### Colocalization-based ion image clusternig with DeepION

Publication: "DeepION: A Deep Learning-Based Low-Dimensional Representation Model of Ion Images for Mass Spectrometry Imaging" by Lei Guo. Analytical Chemistry. 2024. https://pubs.acs.org/doi/full/10.1021/acs.analchem.3c05002

Code by Lei Guo: https://github.com/gankLei-X/DeepION/tree/main

### Notes

This code was implemented using PyTorch and is best performed on a GPU-enabled system, although, it can also run on a CPU.

In [1]:
import os
import time
import pickle
import random
from pathlib import Path
from itertools import chain


import torch
import umap
import numpy as np
import pandas as pd
import matplotlib.pyplot as plt
from sklearn.metrics import adjusted_rand_score, adjusted_mutual_info_score
from sklearn.preprocessing import MinMaxScaler
from sklearn.cluster import HDBSCAN

# Import necessary Moran Imaging modules
from moran_imaging.ari_balance import balanced_adjusted_rand_index
from moran_imaging.vmeasure_balance import balanced_homogeneity_completeness_v_measure

# Import necessary DeepION module
from moran_imaging._torch import get_backend
from moran_imaging.deep_ion_clustering import DeepION_training, DeepION_predicting

# Fix random seed
random.seed(0)

  from .autonotebook import tqdm as notebook_tqdm


In [2]:
# Verify GPU availability
print(torch.cuda.is_available())
print(torch.cuda.device_count())
if torch.cuda.is_available():
    print(torch.cuda.get_device_name(0))  
    print("Torch CUDA Version:", torch.version.cuda)
    print("Torch Backend CUDA Available:", torch.backends.cudnn.enabled)

    # Set CUDA device 
    os.environ['CUDA_VISIBLE_DEVICES'] = '1'
else:
    print("No GPU found, using CPU instead.")

False
0
No GPU found, using CPU instead.


In [3]:
backend = get_backend()
print(f"Using backend: {backend}")
torch.set_default_device(backend)

=-=-=-=-=

BRIEF A: According to the DeepION page, what framework was the code implemented with?

=-=-=-=-=

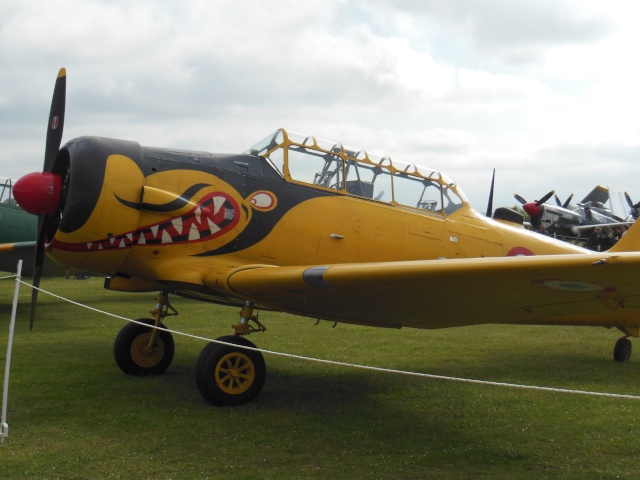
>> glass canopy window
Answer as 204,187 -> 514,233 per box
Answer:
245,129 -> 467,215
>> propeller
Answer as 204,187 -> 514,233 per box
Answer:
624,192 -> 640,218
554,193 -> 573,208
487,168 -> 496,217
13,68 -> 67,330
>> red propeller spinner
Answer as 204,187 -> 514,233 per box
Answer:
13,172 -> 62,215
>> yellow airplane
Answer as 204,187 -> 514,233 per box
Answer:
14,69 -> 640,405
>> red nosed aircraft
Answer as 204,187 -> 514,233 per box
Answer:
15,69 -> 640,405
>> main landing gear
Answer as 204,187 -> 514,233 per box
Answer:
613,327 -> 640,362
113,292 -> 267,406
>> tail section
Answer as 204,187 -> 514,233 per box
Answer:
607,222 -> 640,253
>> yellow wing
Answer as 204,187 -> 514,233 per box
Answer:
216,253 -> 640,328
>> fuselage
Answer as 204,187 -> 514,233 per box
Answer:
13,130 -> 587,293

=-=-=-=-=

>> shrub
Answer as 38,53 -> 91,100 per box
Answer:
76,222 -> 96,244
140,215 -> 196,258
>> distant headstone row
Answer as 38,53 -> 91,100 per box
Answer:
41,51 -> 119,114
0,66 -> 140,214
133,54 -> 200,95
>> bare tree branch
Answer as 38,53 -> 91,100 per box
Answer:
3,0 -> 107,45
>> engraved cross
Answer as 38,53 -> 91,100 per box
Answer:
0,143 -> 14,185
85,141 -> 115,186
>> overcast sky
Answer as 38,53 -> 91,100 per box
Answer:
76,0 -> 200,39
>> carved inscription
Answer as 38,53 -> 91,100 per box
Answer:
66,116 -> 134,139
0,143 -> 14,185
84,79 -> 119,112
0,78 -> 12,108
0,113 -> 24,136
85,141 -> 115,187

=-=-=-=-=

BRIEF B: Copy out the listing's lines verbatim, starting at the line that contains "glass canopy window" and ending at the line that contains "13,172 -> 62,215", with both of those lines included.

TASK ANSWER A: PyTorch

TASK ANSWER B:
>> glass canopy window
Answer as 204,187 -> 514,233 per box
Answer:
245,129 -> 467,215
>> propeller
Answer as 204,187 -> 514,233 per box
Answer:
624,192 -> 640,218
554,193 -> 573,208
487,168 -> 496,217
13,68 -> 67,330
>> red propeller spinner
Answer as 204,187 -> 514,233 per box
Answer:
13,172 -> 62,215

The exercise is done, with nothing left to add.